[Dataset entries]
● ● ● ● ● ● ●
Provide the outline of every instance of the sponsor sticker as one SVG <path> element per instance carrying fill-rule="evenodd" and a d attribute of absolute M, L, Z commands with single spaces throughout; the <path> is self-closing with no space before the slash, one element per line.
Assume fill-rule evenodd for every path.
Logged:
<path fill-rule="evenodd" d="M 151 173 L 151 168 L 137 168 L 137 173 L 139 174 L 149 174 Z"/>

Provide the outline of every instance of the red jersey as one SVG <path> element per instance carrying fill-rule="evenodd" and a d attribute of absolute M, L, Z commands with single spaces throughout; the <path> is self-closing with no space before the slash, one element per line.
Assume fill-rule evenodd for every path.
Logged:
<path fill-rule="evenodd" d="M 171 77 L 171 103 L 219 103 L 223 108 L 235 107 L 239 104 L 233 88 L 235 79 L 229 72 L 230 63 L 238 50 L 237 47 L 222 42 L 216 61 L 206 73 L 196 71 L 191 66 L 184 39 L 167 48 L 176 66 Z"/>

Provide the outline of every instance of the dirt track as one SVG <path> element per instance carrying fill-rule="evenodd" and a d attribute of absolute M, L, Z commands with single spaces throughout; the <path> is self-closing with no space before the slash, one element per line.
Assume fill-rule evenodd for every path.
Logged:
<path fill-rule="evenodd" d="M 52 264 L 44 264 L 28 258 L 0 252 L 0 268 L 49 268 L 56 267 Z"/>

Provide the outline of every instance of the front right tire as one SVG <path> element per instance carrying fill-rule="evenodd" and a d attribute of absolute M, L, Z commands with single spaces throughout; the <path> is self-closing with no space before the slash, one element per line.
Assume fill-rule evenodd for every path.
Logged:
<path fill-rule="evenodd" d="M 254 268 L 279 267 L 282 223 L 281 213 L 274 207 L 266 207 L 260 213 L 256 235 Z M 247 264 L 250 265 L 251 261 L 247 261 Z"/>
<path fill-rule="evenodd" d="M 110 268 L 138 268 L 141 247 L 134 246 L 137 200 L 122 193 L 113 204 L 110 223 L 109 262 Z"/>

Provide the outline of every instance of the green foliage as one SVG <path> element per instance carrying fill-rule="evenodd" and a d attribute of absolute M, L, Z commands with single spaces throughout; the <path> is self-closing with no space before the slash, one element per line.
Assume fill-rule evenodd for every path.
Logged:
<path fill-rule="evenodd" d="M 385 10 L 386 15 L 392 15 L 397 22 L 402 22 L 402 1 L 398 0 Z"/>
● ● ● ● ● ● ●
### [Given instruction]
Reproduce the portion of the data from its very first line through the line containing "110 268 L 138", including both of those lines, with every line kept unchanged.

### [Written answer]
Provide the outline of every instance of the sponsor sticker as one SVG <path> element per instance carrying fill-rule="evenodd" and a d attribute of absolute M, L, Z commands with single spaces throughout; the <path> is self-closing with no space before the slash, one element per line.
Assume fill-rule evenodd for every path.
Logged:
<path fill-rule="evenodd" d="M 151 173 L 151 168 L 137 168 L 137 173 L 139 174 L 149 174 Z"/>

Provide the outline of every instance of the red jersey as one SVG <path> element per instance carrying fill-rule="evenodd" and a d attribute of absolute M, L, Z commands with single spaces throughout; the <path> is self-closing with no space before the slash, one element per line.
Assume fill-rule evenodd for every path.
Logged:
<path fill-rule="evenodd" d="M 171 77 L 171 103 L 219 103 L 223 108 L 235 107 L 239 104 L 233 88 L 235 79 L 229 72 L 230 63 L 238 50 L 237 47 L 222 42 L 216 61 L 206 73 L 196 71 L 191 66 L 184 39 L 167 48 L 176 66 Z"/>

Provide the outline of every instance of the dirt track as one SVG <path> element per instance carrying fill-rule="evenodd" and a d attribute of absolute M, L, Z commands with single spaces throughout; the <path> is self-closing with no space before the slash, one element per line.
Assume fill-rule evenodd for every path.
Logged:
<path fill-rule="evenodd" d="M 52 264 L 44 264 L 28 258 L 0 252 L 0 268 L 49 268 L 56 267 Z"/>

Provide the outline of every instance of the front right tire as one SVG <path> element per instance carrying fill-rule="evenodd" and a d attribute of absolute M, L, Z commands with single spaces throughout; the <path> is self-closing with no space before the slash, one element per line.
Assume fill-rule evenodd for every path.
Logged:
<path fill-rule="evenodd" d="M 254 268 L 279 267 L 282 223 L 281 213 L 274 207 L 266 207 L 260 213 L 256 235 Z M 247 264 L 250 265 L 251 261 L 247 261 Z"/>
<path fill-rule="evenodd" d="M 110 268 L 138 268 L 141 247 L 134 246 L 137 200 L 122 193 L 113 204 L 110 223 L 109 262 Z"/>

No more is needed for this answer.